• 요청: 아래 항목에서 단어 "light"가 들어 있는 줄을 모두 찾아, 각 줄을 고치지 말고 그대로 나열하세요.

--- 처리할 데이터 ---

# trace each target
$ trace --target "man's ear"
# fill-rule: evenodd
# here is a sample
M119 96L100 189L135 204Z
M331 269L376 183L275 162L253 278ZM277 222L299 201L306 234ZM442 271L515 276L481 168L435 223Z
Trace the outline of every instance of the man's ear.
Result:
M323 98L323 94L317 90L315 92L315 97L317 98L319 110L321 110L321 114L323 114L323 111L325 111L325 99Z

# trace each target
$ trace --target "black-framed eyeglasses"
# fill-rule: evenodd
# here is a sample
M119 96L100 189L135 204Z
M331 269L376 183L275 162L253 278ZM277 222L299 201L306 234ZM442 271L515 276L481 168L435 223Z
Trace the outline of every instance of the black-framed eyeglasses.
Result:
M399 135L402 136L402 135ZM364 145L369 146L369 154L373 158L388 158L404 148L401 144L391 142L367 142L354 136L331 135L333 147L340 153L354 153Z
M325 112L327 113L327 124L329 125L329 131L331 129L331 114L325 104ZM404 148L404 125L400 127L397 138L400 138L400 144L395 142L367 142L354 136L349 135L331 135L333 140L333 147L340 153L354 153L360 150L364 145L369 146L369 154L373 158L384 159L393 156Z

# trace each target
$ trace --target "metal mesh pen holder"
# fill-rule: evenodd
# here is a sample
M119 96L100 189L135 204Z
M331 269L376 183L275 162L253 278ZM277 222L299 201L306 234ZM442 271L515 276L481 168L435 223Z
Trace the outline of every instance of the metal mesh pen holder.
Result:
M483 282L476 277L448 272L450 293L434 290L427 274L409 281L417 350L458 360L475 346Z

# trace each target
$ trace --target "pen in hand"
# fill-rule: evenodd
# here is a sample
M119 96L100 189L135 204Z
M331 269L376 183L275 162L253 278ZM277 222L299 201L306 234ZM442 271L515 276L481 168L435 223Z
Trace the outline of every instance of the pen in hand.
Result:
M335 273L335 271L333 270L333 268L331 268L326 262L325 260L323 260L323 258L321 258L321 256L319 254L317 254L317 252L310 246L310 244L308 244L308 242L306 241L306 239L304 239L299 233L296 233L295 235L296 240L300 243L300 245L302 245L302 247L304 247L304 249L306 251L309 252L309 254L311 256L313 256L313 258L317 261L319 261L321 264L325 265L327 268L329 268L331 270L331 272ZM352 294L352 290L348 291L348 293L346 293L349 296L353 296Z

---
--- 처리할 데이터 ---

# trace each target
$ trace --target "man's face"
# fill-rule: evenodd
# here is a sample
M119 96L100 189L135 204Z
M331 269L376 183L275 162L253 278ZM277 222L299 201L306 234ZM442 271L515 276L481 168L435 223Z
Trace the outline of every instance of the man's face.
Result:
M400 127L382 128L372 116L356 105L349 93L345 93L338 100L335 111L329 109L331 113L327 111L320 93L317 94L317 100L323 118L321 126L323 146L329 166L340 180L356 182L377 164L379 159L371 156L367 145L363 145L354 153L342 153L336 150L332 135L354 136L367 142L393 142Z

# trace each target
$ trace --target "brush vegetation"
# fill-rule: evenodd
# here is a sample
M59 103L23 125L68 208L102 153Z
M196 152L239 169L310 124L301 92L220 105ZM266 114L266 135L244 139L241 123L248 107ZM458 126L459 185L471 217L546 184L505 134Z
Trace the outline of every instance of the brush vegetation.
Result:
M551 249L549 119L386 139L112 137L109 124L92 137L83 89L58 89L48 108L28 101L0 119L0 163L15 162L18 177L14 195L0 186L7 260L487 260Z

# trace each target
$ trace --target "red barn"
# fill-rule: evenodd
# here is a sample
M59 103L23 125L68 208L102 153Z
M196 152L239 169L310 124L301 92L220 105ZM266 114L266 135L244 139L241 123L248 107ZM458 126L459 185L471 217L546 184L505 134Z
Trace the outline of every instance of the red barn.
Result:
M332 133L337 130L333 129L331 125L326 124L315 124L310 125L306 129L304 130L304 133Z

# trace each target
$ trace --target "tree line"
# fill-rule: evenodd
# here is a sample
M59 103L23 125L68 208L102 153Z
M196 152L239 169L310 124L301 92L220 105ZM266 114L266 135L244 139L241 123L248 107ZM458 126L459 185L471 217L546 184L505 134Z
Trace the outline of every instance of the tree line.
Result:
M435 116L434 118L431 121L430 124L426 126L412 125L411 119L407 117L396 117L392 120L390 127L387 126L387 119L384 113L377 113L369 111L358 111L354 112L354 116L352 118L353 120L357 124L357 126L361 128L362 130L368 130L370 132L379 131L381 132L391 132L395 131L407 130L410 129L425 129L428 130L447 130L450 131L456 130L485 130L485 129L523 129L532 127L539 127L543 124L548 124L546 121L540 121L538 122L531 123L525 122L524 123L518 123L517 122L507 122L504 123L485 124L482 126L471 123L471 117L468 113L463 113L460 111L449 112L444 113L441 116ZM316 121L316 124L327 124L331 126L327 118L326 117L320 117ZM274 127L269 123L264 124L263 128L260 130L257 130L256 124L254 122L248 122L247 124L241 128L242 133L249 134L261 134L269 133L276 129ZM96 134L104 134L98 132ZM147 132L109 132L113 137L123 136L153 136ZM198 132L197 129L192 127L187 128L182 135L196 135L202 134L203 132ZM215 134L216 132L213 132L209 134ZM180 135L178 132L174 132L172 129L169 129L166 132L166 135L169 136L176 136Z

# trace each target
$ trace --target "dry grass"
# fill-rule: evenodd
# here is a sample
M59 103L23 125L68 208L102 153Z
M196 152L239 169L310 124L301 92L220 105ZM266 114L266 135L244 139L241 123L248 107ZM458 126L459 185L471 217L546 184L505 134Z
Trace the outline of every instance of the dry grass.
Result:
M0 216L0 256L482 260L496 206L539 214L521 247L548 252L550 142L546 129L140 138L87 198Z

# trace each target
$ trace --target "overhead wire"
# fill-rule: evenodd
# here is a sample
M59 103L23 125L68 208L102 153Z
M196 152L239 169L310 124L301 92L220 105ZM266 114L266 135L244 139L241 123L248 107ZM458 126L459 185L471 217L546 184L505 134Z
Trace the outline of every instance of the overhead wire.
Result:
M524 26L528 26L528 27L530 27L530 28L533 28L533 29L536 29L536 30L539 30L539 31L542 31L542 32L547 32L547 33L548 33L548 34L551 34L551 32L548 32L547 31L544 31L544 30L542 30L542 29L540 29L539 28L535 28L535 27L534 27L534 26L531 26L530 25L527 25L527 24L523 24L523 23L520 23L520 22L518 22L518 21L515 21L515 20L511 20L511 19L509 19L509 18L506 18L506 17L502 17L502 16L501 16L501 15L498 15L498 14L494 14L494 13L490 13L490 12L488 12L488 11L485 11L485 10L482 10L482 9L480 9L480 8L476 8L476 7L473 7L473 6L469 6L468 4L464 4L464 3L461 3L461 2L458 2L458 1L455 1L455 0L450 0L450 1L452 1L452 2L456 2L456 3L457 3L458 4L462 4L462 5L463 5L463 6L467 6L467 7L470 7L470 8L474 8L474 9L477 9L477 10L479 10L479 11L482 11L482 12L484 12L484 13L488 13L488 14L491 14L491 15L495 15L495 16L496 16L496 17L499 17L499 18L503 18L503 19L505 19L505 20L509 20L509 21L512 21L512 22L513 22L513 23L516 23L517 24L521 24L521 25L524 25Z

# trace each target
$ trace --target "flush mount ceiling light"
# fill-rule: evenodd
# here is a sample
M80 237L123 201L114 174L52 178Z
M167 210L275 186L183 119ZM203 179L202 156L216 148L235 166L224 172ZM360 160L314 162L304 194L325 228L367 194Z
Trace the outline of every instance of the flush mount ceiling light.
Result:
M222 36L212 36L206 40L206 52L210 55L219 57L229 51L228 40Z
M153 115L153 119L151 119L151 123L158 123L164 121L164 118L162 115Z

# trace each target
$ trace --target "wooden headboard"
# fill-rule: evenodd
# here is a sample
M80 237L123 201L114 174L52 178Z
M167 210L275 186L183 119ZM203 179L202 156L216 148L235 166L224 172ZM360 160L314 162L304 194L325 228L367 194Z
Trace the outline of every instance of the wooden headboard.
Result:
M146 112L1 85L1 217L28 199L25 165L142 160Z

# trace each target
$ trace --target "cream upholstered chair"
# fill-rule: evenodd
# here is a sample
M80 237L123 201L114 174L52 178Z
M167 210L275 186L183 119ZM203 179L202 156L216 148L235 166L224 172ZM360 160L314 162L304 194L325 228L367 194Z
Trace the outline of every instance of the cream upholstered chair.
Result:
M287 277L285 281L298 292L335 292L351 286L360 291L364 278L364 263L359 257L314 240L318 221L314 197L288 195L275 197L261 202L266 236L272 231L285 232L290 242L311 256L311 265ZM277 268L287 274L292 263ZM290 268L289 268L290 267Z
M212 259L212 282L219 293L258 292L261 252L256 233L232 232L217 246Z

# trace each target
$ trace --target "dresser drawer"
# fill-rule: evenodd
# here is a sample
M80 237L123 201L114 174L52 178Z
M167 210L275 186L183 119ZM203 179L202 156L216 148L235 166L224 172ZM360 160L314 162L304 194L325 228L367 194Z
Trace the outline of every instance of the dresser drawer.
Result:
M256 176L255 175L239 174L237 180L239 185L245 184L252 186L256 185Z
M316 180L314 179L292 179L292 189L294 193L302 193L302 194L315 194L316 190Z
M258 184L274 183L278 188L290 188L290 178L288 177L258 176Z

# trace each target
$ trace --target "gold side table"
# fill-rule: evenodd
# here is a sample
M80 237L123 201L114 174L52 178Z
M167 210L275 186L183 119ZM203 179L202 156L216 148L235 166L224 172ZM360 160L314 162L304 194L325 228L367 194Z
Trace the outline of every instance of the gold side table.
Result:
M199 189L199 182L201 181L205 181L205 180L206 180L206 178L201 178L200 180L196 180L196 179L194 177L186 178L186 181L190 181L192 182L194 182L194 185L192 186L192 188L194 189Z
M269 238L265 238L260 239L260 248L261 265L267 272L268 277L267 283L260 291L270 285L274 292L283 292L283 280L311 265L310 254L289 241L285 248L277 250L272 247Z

---
--- 처리할 데이터 ---

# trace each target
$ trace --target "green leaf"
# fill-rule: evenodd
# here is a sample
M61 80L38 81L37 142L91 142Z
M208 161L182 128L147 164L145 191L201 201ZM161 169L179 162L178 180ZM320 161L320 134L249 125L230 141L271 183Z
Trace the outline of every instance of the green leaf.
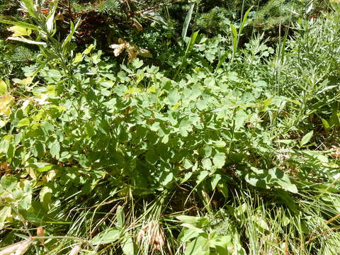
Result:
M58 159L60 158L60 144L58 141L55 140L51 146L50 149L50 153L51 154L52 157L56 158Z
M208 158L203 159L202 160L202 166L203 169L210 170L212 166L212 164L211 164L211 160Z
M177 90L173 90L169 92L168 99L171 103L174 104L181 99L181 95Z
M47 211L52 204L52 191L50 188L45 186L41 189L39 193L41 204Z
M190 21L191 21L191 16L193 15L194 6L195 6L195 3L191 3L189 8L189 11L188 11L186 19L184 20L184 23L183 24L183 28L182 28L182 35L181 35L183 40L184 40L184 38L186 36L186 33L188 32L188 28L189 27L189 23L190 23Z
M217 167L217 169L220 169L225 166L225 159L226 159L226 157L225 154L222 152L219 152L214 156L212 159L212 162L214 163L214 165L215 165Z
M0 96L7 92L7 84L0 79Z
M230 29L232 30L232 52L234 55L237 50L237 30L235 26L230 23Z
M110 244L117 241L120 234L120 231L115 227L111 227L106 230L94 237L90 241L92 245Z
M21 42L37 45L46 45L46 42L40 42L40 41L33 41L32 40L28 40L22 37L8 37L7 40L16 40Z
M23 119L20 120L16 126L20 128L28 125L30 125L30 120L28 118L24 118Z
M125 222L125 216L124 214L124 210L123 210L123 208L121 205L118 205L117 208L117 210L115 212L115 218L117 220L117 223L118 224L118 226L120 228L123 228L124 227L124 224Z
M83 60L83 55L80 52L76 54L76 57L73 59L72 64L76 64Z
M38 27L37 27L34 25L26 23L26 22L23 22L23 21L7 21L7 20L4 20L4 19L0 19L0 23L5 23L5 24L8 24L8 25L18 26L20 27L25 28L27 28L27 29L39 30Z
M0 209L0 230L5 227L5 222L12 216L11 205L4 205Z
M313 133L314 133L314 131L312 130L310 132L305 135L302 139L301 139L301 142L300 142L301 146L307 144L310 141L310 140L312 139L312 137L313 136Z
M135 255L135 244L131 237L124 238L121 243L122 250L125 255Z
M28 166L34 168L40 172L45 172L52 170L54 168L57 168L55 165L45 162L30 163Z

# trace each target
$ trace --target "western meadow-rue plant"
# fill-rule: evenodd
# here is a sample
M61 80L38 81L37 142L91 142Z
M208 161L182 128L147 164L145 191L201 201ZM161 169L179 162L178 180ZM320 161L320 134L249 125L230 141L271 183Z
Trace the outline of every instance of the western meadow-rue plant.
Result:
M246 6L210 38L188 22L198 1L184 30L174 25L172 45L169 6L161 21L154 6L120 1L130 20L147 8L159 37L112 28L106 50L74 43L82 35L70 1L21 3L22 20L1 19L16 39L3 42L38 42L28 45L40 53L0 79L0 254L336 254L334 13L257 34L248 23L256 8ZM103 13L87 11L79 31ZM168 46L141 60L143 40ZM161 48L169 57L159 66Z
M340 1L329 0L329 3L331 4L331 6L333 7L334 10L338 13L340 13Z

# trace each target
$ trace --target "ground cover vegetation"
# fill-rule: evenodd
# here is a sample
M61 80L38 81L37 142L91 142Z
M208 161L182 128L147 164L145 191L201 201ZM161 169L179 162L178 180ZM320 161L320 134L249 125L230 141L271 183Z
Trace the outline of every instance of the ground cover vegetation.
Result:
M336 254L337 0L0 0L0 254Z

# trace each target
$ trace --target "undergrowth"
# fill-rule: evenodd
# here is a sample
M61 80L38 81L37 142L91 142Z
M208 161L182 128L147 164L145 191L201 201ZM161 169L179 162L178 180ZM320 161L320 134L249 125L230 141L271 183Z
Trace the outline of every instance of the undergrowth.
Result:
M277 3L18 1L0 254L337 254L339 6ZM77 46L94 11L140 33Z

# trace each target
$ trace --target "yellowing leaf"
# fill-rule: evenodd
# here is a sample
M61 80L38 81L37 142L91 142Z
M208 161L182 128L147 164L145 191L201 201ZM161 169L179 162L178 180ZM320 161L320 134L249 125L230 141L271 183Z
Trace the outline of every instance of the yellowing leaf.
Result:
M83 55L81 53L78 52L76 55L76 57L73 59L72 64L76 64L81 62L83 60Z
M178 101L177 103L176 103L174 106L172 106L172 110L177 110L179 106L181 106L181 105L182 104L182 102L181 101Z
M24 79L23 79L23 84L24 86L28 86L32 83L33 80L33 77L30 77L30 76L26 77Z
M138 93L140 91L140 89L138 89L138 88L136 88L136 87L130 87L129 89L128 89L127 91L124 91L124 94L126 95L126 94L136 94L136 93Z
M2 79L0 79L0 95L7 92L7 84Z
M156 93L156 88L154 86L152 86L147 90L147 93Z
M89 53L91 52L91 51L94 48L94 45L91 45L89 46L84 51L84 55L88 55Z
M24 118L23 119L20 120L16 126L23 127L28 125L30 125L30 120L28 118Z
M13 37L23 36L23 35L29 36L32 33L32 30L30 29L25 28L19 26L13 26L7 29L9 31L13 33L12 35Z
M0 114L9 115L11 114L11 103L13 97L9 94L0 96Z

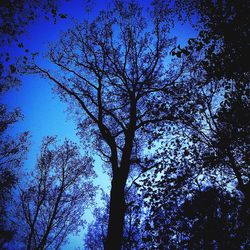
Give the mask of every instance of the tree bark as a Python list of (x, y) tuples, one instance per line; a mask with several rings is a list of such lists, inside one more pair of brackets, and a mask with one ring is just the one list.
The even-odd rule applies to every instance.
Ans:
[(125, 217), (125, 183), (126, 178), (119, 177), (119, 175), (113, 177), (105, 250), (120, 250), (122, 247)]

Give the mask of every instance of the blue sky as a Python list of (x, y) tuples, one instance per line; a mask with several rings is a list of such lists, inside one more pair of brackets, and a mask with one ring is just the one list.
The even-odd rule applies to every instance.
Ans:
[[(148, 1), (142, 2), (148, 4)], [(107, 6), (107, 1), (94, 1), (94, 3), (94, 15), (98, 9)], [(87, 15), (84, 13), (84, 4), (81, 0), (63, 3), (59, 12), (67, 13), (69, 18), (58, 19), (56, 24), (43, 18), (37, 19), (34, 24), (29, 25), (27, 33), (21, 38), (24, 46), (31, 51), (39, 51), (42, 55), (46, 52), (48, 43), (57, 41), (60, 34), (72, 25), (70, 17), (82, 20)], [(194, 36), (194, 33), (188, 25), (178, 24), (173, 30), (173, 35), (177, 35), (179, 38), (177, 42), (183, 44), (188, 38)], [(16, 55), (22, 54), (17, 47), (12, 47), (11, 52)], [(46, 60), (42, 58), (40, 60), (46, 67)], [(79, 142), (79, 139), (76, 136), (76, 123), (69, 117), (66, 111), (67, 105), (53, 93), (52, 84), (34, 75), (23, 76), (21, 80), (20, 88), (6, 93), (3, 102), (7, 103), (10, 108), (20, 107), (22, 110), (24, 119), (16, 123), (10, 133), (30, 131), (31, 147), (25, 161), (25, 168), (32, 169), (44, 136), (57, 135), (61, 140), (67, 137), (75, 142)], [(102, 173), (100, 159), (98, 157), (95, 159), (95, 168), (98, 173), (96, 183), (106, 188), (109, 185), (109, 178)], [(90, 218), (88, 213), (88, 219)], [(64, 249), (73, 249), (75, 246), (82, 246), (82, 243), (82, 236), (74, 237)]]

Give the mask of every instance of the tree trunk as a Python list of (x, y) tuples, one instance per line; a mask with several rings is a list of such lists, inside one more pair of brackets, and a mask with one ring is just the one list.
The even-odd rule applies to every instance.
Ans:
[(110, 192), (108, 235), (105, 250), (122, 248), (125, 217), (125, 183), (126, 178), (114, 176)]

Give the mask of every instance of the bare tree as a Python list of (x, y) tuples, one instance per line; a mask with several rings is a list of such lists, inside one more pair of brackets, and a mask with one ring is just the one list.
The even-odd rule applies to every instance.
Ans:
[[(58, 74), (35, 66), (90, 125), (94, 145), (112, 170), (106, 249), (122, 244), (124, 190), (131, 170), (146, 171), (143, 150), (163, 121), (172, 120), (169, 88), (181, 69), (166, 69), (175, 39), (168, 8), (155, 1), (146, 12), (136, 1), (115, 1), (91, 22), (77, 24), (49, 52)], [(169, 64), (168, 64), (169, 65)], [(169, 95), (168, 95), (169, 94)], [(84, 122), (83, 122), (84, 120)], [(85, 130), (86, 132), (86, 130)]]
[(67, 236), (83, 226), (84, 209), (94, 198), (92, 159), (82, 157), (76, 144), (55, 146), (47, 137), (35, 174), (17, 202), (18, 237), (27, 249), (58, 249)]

---

• 출력:
$ trace --target "flush mount ceiling light"
Trace the outline of every instance of the flush mount ceiling light.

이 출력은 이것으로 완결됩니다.